SOURCE TEXT START

Literature data suggest that the prevalence of pemphigus vulgaris is lesser in India than the rest of the world and is in the range of 0.09% to 1.8%. Pemphigus vulgaris has a prolonged clinical course with significant morbidity and mortality. If pemphigus is left untreated, for 2 years, the mortality is 50% and at the end of 5 years, it is nearly 100%. The causes of mortality included extensive skin involvement, septicemia, bronchopneumonia, electrolyte imbalance, and secondary systemic infections.
Vital to patient management is an early diagnosis, when lower doses rendered for shorter periods can effectively control the disease. In general, pemphigus vulgaris is managed with topical and systemic steroids. Guidelines set by the British Association of Dermatologists recommended treatment of Pemphigus Vulgaris in two phases: Induction phase to control the disease and maintenance phase for consolidation and treatment tapering.[1,7] Depending on the response, the dose is gradually decreased to the minimum therapeutic dose, taken once daily to minimize side effects. The cornerstone of therapeutic approach is systemic and/or local corticosteroid therapy.
Institution of the early treatment could prevent serious involvement of other mucosa and cutaneous sites and fatal complications. Without appropriate management, pemphigus vulgaris could be fatal due to loss of the epidermal barrier, leading to dehydration and secondary bacterial infection.

SOURCE TEXT END

- DESCRIPTION OF THE TASK:
Print the passage on pemphigus vulgaris exactly, from "Institution of the" to "secondary bacterial infection.".

DATA TO EXAMINE START

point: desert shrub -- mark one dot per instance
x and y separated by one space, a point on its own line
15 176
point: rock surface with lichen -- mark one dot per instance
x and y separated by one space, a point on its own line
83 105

DATA TO EXAMINE END

- RESULT OF THIS TASK:
Institution of the early treatment could prevent serious involvement of other mucosa and cutaneous sites and fatal complications. Without appropriate management, pemphigus vulgaris could be fatal due to loss of the epidermal barrier, leading to dehydration and secondary bacterial infection.